## Document section
Here’s how some Gubernatorial candidates talked about environment at Health Matters forum
Nearly a dozen of California’s major health foundations hosted a gubernatorial candidates forum at UC Riverside last week. Broadcast live on NBC4 and Telemundo, the Health Matters Forum brought together four Democratic candidates — Xavier Becerra, Tony Thurmond, Antonio Villaraigosa, and Betty Yee — to discuss how they would tackle the state’s health, climate, and equity challenges.
Organizers said they chose the Inland Empire for its diversity and ongoing struggles with health care access and environmental impacts.
Here’s how the candidates lined up on climate change and environmental justice.
Betty Yee
Yee said addressing climate change requires strengthening California’s public health system, which she called the foundation of all health care.

## Required action A
According to the article on the gubernatorial forum, where was the Health Matters Forum held?
## Required action B
List every candidate the article on the gubernatorial forum names as taking part in the Health Matters Forum.
## Required action C
Write the next part of the article on the gubernatorial forum, picking up after its final sentence.
The items after this article come from a separate source.

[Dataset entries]
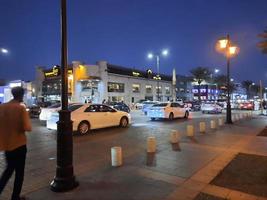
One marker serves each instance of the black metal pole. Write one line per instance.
(64, 179)
(228, 109)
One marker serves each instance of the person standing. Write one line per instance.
(15, 121)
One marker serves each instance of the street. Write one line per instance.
(92, 151)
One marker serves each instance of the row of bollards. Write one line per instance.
(116, 152)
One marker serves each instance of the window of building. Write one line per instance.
(148, 89)
(136, 88)
(115, 87)
(167, 90)
(158, 89)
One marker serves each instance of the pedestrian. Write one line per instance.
(15, 121)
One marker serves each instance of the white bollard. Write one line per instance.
(151, 144)
(174, 137)
(116, 156)
(220, 121)
(190, 130)
(202, 127)
(212, 124)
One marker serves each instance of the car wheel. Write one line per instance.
(84, 128)
(186, 114)
(124, 122)
(171, 116)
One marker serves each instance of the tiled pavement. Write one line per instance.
(173, 175)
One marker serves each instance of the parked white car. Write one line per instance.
(86, 117)
(45, 113)
(169, 110)
(211, 107)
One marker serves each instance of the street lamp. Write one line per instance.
(64, 179)
(4, 51)
(225, 46)
(164, 52)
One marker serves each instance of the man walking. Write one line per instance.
(14, 121)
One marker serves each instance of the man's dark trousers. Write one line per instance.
(15, 162)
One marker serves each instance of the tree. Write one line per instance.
(247, 84)
(200, 74)
(221, 81)
(263, 44)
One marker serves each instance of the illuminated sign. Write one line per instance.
(17, 84)
(55, 72)
(136, 74)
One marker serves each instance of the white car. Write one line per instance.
(86, 117)
(45, 113)
(211, 108)
(169, 110)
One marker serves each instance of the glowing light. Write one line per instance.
(165, 52)
(3, 50)
(223, 43)
(232, 50)
(150, 55)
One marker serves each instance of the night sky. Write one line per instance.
(122, 32)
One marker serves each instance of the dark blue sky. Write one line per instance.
(124, 31)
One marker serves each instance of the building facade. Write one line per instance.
(103, 81)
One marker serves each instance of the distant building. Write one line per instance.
(94, 83)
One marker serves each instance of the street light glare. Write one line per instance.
(165, 52)
(150, 55)
(232, 50)
(3, 50)
(223, 43)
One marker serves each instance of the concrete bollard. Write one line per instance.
(202, 127)
(151, 144)
(174, 137)
(116, 156)
(212, 124)
(190, 130)
(220, 121)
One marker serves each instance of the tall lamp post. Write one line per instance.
(225, 46)
(64, 179)
(158, 55)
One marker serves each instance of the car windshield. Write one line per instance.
(74, 107)
(160, 105)
(55, 106)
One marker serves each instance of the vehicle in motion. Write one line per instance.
(169, 110)
(120, 106)
(87, 117)
(45, 113)
(147, 105)
(211, 107)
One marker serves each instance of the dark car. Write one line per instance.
(193, 105)
(120, 106)
(34, 111)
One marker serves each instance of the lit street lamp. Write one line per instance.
(225, 46)
(64, 179)
(4, 51)
(151, 56)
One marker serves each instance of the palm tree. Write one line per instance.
(263, 44)
(247, 84)
(221, 81)
(200, 74)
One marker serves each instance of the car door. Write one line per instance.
(108, 115)
(94, 116)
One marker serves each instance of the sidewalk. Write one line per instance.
(170, 174)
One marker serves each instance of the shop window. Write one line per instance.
(115, 87)
(136, 88)
(148, 89)
(167, 90)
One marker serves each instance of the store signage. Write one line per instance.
(55, 72)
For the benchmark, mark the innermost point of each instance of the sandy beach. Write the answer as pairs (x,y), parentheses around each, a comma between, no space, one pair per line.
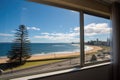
(62,55)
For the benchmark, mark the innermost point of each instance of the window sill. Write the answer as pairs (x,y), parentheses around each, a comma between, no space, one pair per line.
(60,72)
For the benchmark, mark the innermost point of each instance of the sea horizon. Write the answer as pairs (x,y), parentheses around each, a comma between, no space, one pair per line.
(43,48)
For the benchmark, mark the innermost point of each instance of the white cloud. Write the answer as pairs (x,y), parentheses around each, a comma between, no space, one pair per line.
(13,31)
(97,29)
(74,11)
(33,28)
(69,37)
(4,34)
(73,35)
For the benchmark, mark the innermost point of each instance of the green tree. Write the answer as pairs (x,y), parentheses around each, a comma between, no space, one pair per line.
(93,58)
(20,50)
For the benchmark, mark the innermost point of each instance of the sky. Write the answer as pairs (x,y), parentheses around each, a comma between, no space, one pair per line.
(47,24)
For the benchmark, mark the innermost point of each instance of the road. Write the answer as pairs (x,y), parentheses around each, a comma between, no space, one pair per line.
(40,69)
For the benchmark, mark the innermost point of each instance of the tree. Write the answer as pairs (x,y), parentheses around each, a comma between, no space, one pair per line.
(20,50)
(93,58)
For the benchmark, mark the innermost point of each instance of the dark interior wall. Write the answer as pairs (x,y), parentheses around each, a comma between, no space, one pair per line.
(97,73)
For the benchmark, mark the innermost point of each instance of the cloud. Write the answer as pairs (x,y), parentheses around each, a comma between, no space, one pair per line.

## Output A
At UC Riverside.

## Output B
Xavier Becerra, Tony Thurmond, Antonio Villaraigosa, Betty Yee

## Output C
“The relationship between climate impacts and public health runs deep, especially here in the Inland Empire, where we saw some of the highest COVID rates and ongoing challenges like chronic health conditions and limited access to care,” Yee said.
She added that the state must pursue both short- and long-term strategies, which she says includes investing in emergency preparedness, building community resilience, and supporting industries and technologies that reduce pollution and help manage chronic health conditions.
Xavier Becerra
Becerra said California’s approach to climate and development remains fragmented, with programs that often work at cross-purposes and end up in court rather than producing results.
“We have great programs in some of those areas, but they don't work together, and the result is sometimes they crash against each other, and we end up in court, and we spend lots of money going nowhere,” Becerra said.
As attorney general, he created the state’s Bureau of Environmental Justice to support disadvantaged communities most affected by pollution and poor planning. He said better statewide coordination on growth and development could prevent costly conflicts and ensure that building projects comply with environmental laws like CEQA and NEPA.
“We’re going to build, we have to build, but we have to build smart,” he said. “The only way to build smart is if we coordinate together as a state, not as separate communities.”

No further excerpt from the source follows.